- **Source records**:
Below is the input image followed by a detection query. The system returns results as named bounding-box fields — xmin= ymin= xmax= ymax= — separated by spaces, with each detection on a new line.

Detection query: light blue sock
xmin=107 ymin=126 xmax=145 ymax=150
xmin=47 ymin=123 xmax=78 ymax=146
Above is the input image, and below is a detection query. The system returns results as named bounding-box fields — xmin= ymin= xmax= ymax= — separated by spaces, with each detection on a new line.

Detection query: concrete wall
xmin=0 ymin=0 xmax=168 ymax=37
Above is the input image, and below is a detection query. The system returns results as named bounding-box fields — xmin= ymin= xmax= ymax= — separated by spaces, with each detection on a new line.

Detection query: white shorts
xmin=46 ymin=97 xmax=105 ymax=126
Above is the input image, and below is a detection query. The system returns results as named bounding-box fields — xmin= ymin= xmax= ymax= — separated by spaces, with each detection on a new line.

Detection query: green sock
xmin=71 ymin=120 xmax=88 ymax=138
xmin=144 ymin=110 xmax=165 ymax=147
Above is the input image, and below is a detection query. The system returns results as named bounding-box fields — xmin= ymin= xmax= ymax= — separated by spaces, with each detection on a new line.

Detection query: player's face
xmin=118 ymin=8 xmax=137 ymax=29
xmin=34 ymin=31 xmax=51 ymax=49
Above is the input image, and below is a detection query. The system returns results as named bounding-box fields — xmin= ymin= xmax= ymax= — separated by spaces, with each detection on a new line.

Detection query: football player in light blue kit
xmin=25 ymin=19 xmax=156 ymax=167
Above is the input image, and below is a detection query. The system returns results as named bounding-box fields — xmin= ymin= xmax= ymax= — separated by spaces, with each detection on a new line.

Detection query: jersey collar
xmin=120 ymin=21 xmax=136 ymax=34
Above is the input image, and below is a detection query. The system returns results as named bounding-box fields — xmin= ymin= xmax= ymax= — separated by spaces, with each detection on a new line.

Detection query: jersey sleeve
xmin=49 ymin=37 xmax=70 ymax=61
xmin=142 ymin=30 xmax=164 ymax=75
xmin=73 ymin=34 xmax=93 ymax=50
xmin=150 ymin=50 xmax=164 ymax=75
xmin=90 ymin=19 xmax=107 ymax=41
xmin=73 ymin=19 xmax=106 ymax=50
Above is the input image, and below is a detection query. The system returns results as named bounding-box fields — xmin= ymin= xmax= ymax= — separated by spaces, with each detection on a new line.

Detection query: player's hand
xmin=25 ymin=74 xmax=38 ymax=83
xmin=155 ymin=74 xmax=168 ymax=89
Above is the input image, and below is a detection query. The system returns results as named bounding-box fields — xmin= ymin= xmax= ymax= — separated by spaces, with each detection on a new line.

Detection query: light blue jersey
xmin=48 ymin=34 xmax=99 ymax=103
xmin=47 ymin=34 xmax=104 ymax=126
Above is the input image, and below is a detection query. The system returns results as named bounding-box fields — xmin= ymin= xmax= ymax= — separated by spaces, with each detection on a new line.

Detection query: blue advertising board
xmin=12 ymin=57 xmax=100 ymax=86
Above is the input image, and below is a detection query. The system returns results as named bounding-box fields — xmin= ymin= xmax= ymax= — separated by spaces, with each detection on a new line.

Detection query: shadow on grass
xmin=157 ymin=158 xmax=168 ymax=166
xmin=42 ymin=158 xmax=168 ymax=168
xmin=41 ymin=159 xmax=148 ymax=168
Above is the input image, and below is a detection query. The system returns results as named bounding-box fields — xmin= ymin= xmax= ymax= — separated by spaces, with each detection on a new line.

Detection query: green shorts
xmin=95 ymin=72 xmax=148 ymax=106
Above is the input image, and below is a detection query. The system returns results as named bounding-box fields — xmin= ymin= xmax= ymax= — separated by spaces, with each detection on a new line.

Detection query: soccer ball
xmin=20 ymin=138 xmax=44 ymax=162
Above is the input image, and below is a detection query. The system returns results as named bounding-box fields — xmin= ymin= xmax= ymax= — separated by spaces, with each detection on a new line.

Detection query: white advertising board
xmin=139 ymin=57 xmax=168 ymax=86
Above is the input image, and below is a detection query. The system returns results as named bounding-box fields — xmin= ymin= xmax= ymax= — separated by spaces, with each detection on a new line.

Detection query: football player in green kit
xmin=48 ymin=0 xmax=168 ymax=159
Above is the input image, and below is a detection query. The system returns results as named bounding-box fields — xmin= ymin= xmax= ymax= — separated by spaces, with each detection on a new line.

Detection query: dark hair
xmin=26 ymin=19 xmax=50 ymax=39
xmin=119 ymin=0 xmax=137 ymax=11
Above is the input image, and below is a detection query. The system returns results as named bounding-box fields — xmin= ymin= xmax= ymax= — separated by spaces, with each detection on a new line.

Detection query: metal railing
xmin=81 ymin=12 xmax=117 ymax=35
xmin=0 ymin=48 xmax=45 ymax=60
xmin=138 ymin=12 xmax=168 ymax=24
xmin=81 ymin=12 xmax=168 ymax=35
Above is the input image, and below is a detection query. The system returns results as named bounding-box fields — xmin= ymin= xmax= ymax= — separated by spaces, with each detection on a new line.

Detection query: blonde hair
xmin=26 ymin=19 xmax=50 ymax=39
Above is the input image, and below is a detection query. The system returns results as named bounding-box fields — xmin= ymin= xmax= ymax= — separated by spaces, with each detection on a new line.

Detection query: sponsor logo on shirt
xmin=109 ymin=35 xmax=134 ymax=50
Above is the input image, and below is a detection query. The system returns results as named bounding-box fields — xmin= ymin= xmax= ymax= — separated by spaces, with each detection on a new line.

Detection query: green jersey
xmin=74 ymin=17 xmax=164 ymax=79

- **Instructions to follow**: Transcribe all of the entries without alteration.

- **Output of the task**:
Below is the input image followed by a detection query. The system returns results as named bounding-box fields — xmin= ymin= xmax= ymax= — separated by spaces, with each detection on a new line.

Detection query: light blue sock
xmin=107 ymin=126 xmax=145 ymax=150
xmin=47 ymin=123 xmax=78 ymax=146
Above is the input image, and below is a detection query. The system returns results as named bounding-box fields — xmin= ymin= xmax= ymax= — separated by spaces, with each detection on a new line.

Detection query: concrete wall
xmin=0 ymin=0 xmax=168 ymax=37
Above is the input image, and below is a detection query. The system returns results as named bounding-box fields — xmin= ymin= xmax= ymax= — separated by spaces, with each detection on a new line.

Detection query: white shorts
xmin=46 ymin=97 xmax=105 ymax=126
Above is the input image, and below is a detection query. The system returns results as named bounding-box fields — xmin= ymin= xmax= ymax= — separated by spaces, with each detection on a new line.

Detection query: green sock
xmin=71 ymin=120 xmax=88 ymax=138
xmin=144 ymin=110 xmax=165 ymax=147
Above is the input image, and below is a detection query. The system returns results as named bounding-box fields — xmin= ymin= xmax= ymax= — separated by spaces, with each detection on a new line.

Detection query: player's face
xmin=118 ymin=8 xmax=137 ymax=29
xmin=34 ymin=31 xmax=51 ymax=49
Above is the input image, and below is a detection query. The system returns results as named bounding-box fields — xmin= ymin= xmax= ymax= — separated by spaces, with each detection on a new line.

Detection query: football player in light blue kit
xmin=25 ymin=19 xmax=156 ymax=167
Above is the input image, and below is a detection query. The system returns results as named bounding-box fields — xmin= ymin= xmax= ymax= — separated by spaces, with each detection on a new line.

Detection query: jersey collar
xmin=120 ymin=21 xmax=136 ymax=34
Above is the input image, and below is a detection query. The system returns results as named bounding-box fields — xmin= ymin= xmax= ymax= — separated by spaces, with each detection on a new line.

Detection query: jersey sleeve
xmin=49 ymin=37 xmax=70 ymax=61
xmin=142 ymin=30 xmax=164 ymax=75
xmin=73 ymin=34 xmax=93 ymax=50
xmin=150 ymin=50 xmax=164 ymax=75
xmin=90 ymin=19 xmax=107 ymax=41
xmin=73 ymin=19 xmax=106 ymax=50
Above is the input image, and below is a detection query. The system returns results as named bounding-box fields — xmin= ymin= xmax= ymax= — separated by spaces, with each detection on a new line.

Detection query: player's hand
xmin=25 ymin=74 xmax=38 ymax=83
xmin=155 ymin=74 xmax=168 ymax=89
Above is the input image, and below is a detection query. The system returns results as named bounding-box fields — xmin= ymin= xmax= ymax= — separated by spaces, with each detection on a new line.

Detection query: light blue jersey
xmin=48 ymin=34 xmax=99 ymax=103
xmin=47 ymin=34 xmax=104 ymax=126
Above is the input image, and below is a detection query. The system returns results as named bounding-box fields — xmin= ymin= xmax= ymax= — separated by spaces, with each detection on a new line.

Detection query: blue advertising board
xmin=12 ymin=57 xmax=100 ymax=86
Above is the input image, and below is a detection query. The system returns results as named bounding-box fields — xmin= ymin= xmax= ymax= — separated by spaces, with each detection on a new line.

Detection query: shadow on grass
xmin=157 ymin=158 xmax=168 ymax=166
xmin=42 ymin=158 xmax=168 ymax=168
xmin=41 ymin=159 xmax=148 ymax=168
Above is the input image, and below is a detection query. The system returns results as named bounding-box fields — xmin= ymin= xmax= ymax= — separated by spaces, with each detection on a new line.

Detection query: green shorts
xmin=95 ymin=72 xmax=148 ymax=106
Above is the input image, and below is a detection query. The system returns results as named bounding-box fields — xmin= ymin= xmax= ymax= — separated by spaces, with each detection on a new line.

Detection query: soccer ball
xmin=20 ymin=138 xmax=44 ymax=162
Above is the input image, and below is a detection query. The system returns results as named bounding-box fields — xmin= ymin= xmax= ymax= — separated by spaces, with each detection on a new line.

Detection query: white advertising board
xmin=139 ymin=57 xmax=168 ymax=86
Above is the input image, and below is a detection query. The system returns results as named bounding-box fields — xmin= ymin= xmax= ymax= — separated by spaces, with each detection on a new line.

Detection query: football player in green kit
xmin=48 ymin=0 xmax=168 ymax=159
Above is the input image, and below is a detection query. The system returns results as named bounding-box fields — xmin= ymin= xmax= ymax= — separated by spaces, with each detection on a new line.

Detection query: dark hair
xmin=26 ymin=19 xmax=50 ymax=39
xmin=119 ymin=0 xmax=137 ymax=11
Above is the input image, and below is a detection query. The system returns results as named bounding-box fields — xmin= ymin= xmax= ymax= — separated by spaces, with each detection on a new line.

Detection query: metal railing
xmin=81 ymin=12 xmax=117 ymax=35
xmin=0 ymin=48 xmax=45 ymax=60
xmin=138 ymin=12 xmax=168 ymax=24
xmin=81 ymin=12 xmax=168 ymax=35
Above is the input image, and below is a detection query. The system returns results as named bounding-box fields — xmin= ymin= xmax= ymax= — separated by spaces, with each detection on a new line.

Detection query: blonde hair
xmin=26 ymin=19 xmax=50 ymax=39
Above is the input image, and below is a detection query. The system returns results as named bounding-box fields — xmin= ymin= xmax= ymax= — separated by spaces, with each detection on a new line.

Detection query: sponsor logo on shirt
xmin=109 ymin=35 xmax=134 ymax=50
Above is the input image, and below is a detection query. The system returns results as named bounding-box fields — xmin= ymin= xmax= ymax= — separated by spaces, with each detection on a new line.

Detection query: green jersey
xmin=74 ymin=17 xmax=164 ymax=79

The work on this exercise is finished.